Please return every line of the records that contains the word "wheat".

INPUT >>
==================================================
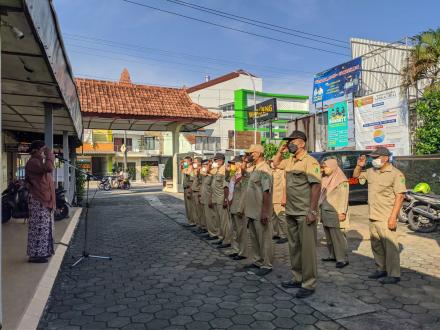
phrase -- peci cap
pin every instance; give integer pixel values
==================================================
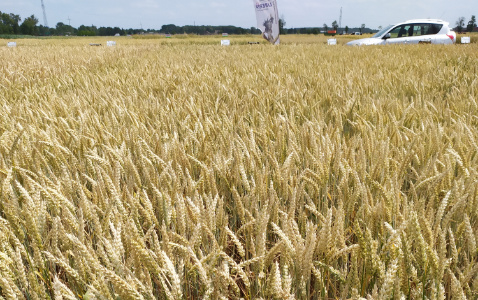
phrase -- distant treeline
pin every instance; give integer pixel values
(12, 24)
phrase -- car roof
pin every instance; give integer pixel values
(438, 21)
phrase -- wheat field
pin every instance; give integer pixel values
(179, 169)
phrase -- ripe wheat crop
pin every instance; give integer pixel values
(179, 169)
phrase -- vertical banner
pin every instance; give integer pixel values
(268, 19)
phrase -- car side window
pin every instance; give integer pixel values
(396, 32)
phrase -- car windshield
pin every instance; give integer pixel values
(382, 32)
==================================================
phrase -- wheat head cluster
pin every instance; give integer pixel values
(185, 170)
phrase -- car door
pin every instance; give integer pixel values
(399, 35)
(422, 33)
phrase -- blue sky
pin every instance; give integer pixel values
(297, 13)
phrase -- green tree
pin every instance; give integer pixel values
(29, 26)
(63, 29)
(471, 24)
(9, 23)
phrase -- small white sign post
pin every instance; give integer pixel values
==================================================
EXERCISE RESULT >>
phrase -- wheat field
phrase -- ripe wheat crop
phrase -- wheat head cluster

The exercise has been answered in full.